▸ Document section
+-------+
Prions first emerged in studies of certain brain degenerative disorders of mammals. Yet by the mid-1990s it emerged that prions were not always associated with brain disease. This realisation came from the discovery of a prion-based mechanism exploited by two unusual genetic traits in the yeast Saccharomyces cerevisiae. Thus, speculation began as to whether prions might exist in other forms of cellular life. And now we have the first example of a prion encoded by a virus, a non-cellular lifeform (https://rdcu.be/bhMSy).  Yet in the 25 years since the first report of prions in yeast, there have been few reports of prions in other life forms. Why is this?

Our demonstration that a viral protein – the LEF-10 protein from a baculovirus - shows the properties of a prion illustrates the challenge one faces in seeking to identify proteins with a prion-forming capability. The availability of the sequences of different prion-forming proteins has certainly allowed the generation of computer algorithms trained to recognise the crucial ‘prion-forming domains’, but this is not of itself sufficient proof; it’s just a short-listing exercise. Yet the viral LEF-10 protein would have failed to make the short list although it does contain sequence features indicative of an amyloid-forming protein. This coupled with the previous observations by the Xu lab [Xu et al., PLoS ONE 11, e0154835, 2016] that LEF-10 can be found in the cytoplasm of infected cells as detergent resistant aggregates, firmly pointed to the possibility that LEF-10 was able to form a prion.

The ideal test bed to establish the prion-forming properties of a protein in the cell is a widely exploited reporter system based on the yeast prion-forming protein Sup35. The prion form of Sup35 protein gives rise to [PSI+], an unusual epigenetic trait that I studied in the late 1970’s as a PhD student in Oxford under the guidance of its discoverer Brian Cox. At that time, I concluded that [PSI+] had no nucleic acid basis, but could be a “self -perpetuating metabolic state” [Tuite, M.F. DPhil Thesis, University of Oxford, 1978]. Sup35 has a well-defined prion-forming domain and replacing that with another sequence – in our case the LEF-10 protein and truncated and mutated derivatives thereof – readily establishes the ability (or not) of the introduced sequence to drive prion formation and subsequent propagation in the living cell. LEF-10 passed this test.

Baculoviruses do not of course infect yeast; their natural hosts are insects. So it was important to further validate the hypothesis that LEF-10 can behave as a prion-forming protein in insect-derived cells. This was achieved by the Xu lab who amongst other things, demonstrated a clear correlation between the appearance of LEF-10 aggregates and an inhibition of viral gene expression, the consequence of LEF-10 aggregation.

The discovery of a viral prion expands the prion universe to now include non-cellular life forms. It remains to be seen if other viruses exploit this novel mechanism for modifying gene expression or indeed how many other stars there are in the prion universe.
+-------+
▸ Records
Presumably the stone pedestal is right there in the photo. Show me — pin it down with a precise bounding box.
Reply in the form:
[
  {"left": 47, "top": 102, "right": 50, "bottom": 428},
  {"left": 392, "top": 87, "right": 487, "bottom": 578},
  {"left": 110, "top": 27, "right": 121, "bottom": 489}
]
+-------+
▸ Task instructions
[1] List every year or decade named in the passage on the viral prion.
[2] From the passage on the viral prion, quote the section starting at "Baculoviruses do not" and ending at "of LEF-10 aggregation.".

▸ Solved problems
[1]
- mid-1990s
- late 1970's
- 1978
- 2016

[2]
Baculoviruses do not of course infect yeast; their natural hosts are insects. So it was important to further validate the hypothesis that LEF-10 can behave as a prion-forming protein in insect-derived cells. This was achieved by the Xu lab who amongst other things, demonstrated a clear correlation between the appearance of LEF-10 aggregates and an inhibition of viral gene expression, the consequence of LEF-10 aggregation.